(Beginning of TASK INPUTS)

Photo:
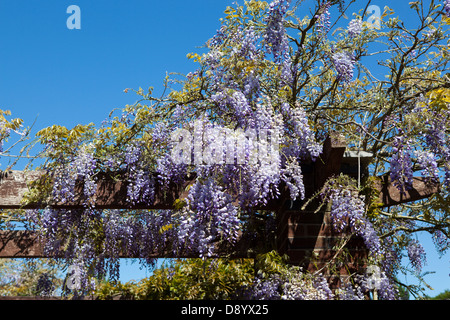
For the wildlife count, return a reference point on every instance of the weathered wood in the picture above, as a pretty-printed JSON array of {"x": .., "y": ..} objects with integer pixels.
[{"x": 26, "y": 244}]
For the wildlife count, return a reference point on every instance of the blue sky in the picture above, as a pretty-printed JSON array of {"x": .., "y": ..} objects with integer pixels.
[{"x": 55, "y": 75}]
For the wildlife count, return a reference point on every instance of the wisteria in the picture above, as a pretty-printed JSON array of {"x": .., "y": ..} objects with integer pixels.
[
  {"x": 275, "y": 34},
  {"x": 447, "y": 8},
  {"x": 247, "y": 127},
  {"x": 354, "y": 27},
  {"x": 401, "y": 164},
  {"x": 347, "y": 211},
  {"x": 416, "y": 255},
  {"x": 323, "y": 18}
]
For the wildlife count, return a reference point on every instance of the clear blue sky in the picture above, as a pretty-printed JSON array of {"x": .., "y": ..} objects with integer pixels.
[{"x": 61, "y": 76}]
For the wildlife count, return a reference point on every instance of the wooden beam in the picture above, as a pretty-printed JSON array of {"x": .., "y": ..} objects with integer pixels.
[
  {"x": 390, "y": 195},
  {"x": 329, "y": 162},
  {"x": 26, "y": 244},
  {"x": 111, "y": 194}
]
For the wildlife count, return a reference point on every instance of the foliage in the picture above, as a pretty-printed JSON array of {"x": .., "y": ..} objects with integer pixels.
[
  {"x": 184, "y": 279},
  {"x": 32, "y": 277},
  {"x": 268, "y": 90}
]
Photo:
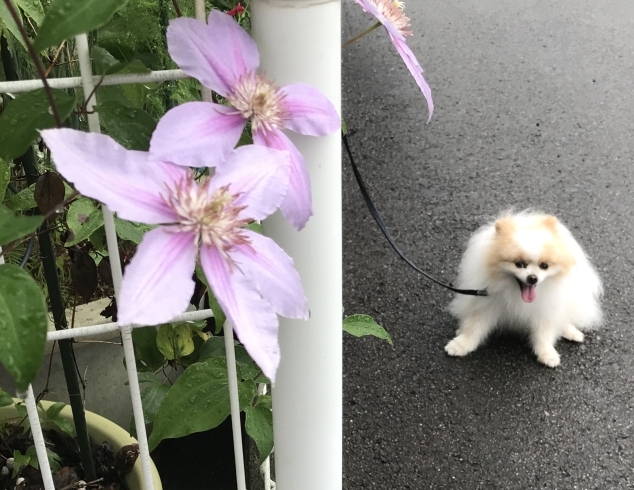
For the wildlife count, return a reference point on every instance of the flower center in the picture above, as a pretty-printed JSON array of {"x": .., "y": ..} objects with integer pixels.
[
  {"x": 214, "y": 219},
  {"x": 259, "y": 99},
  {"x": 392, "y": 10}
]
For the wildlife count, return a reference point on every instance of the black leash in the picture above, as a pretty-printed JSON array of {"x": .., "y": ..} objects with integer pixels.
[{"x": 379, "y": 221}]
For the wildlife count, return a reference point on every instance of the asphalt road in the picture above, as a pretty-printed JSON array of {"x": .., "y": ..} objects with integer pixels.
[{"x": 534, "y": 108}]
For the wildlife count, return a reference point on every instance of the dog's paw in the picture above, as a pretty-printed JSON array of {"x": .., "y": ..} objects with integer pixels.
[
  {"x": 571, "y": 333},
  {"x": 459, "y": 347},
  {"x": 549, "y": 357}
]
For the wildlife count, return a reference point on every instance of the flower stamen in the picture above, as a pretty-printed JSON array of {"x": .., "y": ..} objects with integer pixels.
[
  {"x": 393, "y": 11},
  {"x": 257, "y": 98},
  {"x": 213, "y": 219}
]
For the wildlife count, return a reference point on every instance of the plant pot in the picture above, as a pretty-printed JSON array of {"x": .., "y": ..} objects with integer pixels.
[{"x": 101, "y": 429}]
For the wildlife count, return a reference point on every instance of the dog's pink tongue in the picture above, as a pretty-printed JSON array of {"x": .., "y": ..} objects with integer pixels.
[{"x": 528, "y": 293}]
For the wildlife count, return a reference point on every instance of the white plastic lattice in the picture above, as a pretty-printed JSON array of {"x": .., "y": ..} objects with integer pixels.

(End of TASK INPUTS)

YOUR ASSIGNMENT: Write out each entry exactly as given, but skip the pictures.

COMPLETED EXERCISE:
Photo:
For the wildlife count, return a reference point on every instance of the weathered wood in the picture above, as a pretty-printed JSON array of {"x": .., "y": ..} objects with integer pixels.
[{"x": 26, "y": 244}]
For the wildlife count, return a reference point on every instance of the blue sky in the picture above, as a pretty-printed JSON array of {"x": .., "y": ..} objects with integer pixels.
[{"x": 55, "y": 75}]
For the wildlife count, return a reference point on every instance of the wisteria in the picture above, as a pretty-printed JSON array of {"x": .., "y": ..} objects with integer pixels.
[
  {"x": 275, "y": 34},
  {"x": 447, "y": 8},
  {"x": 247, "y": 127},
  {"x": 354, "y": 27},
  {"x": 401, "y": 164},
  {"x": 347, "y": 211},
  {"x": 416, "y": 255},
  {"x": 323, "y": 18}
]
For the wildlife count, return a reference point on every instance of the clear blue sky in the picture above, as a pretty-printed JSON array of {"x": .., "y": ..} objects with integer pixels.
[{"x": 61, "y": 76}]
For the wildlife count, return a reference point on every instance of the wooden beam in the picture above, as a pretty-printed JSON array of {"x": .., "y": ..} objects with integer pixels.
[
  {"x": 390, "y": 195},
  {"x": 329, "y": 162},
  {"x": 26, "y": 244},
  {"x": 111, "y": 194}
]
For the wildlife count, return a reference point on every instance of the foliage in the picture above, as a pretty-printed JSON array of {"x": .., "y": ..} objects with integer pixels.
[
  {"x": 184, "y": 279},
  {"x": 32, "y": 277},
  {"x": 268, "y": 90}
]
Photo:
For the wildlife count, return a reference point on every instance of the flower center in the picture above, as a pretty-printed JSON array of {"x": .., "y": ..} objects with integer pixels.
[
  {"x": 214, "y": 219},
  {"x": 259, "y": 99},
  {"x": 392, "y": 10}
]
For the wildlife count, return a reference point on every instance of the black leash in the picture above, as a pretty-printed JSON array of {"x": .., "y": ..} objects with integer pixels.
[{"x": 379, "y": 221}]
For the wildlife count, return a reference point on every instance of the asphalt road in the picture above, as a pretty-printed JSON array of {"x": .., "y": ..} objects with integer pixels.
[{"x": 534, "y": 108}]
For the wildlife count, return a reference point on every instance of the dog's paw in the picture above, as a pretty-printed JSON array of {"x": .., "y": ..} objects with integer pixels.
[
  {"x": 571, "y": 333},
  {"x": 459, "y": 347},
  {"x": 549, "y": 357}
]
For the wildlife count, return a reference point on every instance of the flower stamen in the picture above, as a pretty-printed JSON array of {"x": .., "y": ..} objects with integer pixels.
[
  {"x": 393, "y": 11},
  {"x": 257, "y": 98},
  {"x": 213, "y": 219}
]
For the wildlife count, return a reference point on every instance of the plant pot in the picture above, as a pretty-printed JSON array of {"x": .., "y": ..} objects with integer pixels.
[{"x": 101, "y": 429}]
For the wildlife count, return a reference point on every instance of the dog's pink tongue in the picture above, as a pretty-printed JSON array of {"x": .., "y": ..} objects with integer pixels.
[{"x": 528, "y": 293}]
For the wildlife count, return a reference point on every instance of the white plastic lattice in the picture above, as a pretty-printed JSON array of {"x": .., "y": ..} objects with integer pixels.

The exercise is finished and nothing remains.